Task set |
**1)** Copy the part of the Alan Lightman interview between "By Laurie Grassi" and "this book is?", inclusive, and swap "physicist" for "scientist".
**2)** In the Alan Lightman interview, who does Lightman say the audience for his book is?

Extract to read |
-----
Author and physicist Alan Lightman talks to Chatelaine about his newest novel, Mr g, his thoughts on the universe, our desire for knowledge and inability to answer many of the questions we have about ourselves and our world, and his own creative works.
By Laurie Grassi

Alan Lightman, author of Mr g and Einstein's Dreams Alan Lightman

Author and physicist Alan Lightman talks to Chatelaine about his newest novel, Mr g, his thoughts on the universe, our desire for knowledge and inability to answer many of the questions we have about ourselves and our world, and his own creative works.

Q: Who would you say the audience for this book is?
A: My audience is all intelligent readers.

Q: You’re an atheist; why write a book about the creation of the universe that has a deity?
A: First of all, a work of fiction does not necessarily reflect the personal views of the author. Secondly, I am a writer who likes to explore provocative ideas. Religion and religious belief raise interesting questions, whether you are a believer or not. Finally, I am a dreamer, and I pursue my imagination, wherever it leads.
-----
Available data |
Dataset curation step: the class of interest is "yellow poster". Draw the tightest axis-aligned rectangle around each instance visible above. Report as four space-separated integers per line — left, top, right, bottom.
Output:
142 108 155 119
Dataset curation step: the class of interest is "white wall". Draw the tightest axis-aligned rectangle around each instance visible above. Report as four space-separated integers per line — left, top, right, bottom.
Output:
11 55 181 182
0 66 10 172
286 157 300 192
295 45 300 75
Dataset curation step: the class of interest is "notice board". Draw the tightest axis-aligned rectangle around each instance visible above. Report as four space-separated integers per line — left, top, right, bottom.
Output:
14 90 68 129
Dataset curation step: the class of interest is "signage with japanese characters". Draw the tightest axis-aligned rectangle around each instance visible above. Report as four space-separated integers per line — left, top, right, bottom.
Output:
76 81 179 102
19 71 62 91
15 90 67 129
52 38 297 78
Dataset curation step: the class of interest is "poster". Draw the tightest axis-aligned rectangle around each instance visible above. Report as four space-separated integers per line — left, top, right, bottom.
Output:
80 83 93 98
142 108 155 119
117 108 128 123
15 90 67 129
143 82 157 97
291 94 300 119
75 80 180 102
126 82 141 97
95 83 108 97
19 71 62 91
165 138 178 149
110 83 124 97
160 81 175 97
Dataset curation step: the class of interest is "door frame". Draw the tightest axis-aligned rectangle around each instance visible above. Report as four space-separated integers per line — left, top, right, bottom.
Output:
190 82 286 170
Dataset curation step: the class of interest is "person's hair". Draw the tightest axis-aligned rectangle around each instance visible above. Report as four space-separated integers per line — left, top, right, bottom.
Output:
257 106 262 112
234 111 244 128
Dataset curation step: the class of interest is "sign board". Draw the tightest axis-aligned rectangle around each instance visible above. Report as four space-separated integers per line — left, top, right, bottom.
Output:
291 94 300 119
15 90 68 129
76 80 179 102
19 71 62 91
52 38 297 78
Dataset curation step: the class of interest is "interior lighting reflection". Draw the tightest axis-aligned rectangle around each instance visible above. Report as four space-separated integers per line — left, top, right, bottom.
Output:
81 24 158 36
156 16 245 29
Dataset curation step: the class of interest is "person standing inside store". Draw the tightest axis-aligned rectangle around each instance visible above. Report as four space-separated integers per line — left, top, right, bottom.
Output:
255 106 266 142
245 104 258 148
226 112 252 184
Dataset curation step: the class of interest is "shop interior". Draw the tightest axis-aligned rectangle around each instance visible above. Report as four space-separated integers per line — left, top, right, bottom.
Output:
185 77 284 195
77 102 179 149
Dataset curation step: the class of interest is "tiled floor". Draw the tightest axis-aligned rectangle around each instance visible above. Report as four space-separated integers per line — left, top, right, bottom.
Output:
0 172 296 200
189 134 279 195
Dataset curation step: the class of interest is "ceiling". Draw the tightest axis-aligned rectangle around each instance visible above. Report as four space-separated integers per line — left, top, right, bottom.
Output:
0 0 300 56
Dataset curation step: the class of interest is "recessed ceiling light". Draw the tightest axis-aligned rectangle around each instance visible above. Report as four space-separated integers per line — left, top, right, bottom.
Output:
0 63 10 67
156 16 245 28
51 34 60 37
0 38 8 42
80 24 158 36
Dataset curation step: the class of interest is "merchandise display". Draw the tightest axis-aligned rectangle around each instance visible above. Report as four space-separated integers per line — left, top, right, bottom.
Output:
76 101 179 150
-----
Answers below |
**1)**
By Laurie Grassi

Alan Lightman, author of Mr g and Einstein's Dreams Alan Lightman

Author and scientist Alan Lightman talks to Chatelaine about his newest novel, Mr g, his thoughts on the universe, our desire for knowledge and inability to answer many of the questions we have about ourselves and our world, and his own creative works.

Q: Who would you say the audience for this book is?

**2)** All intelligent readers.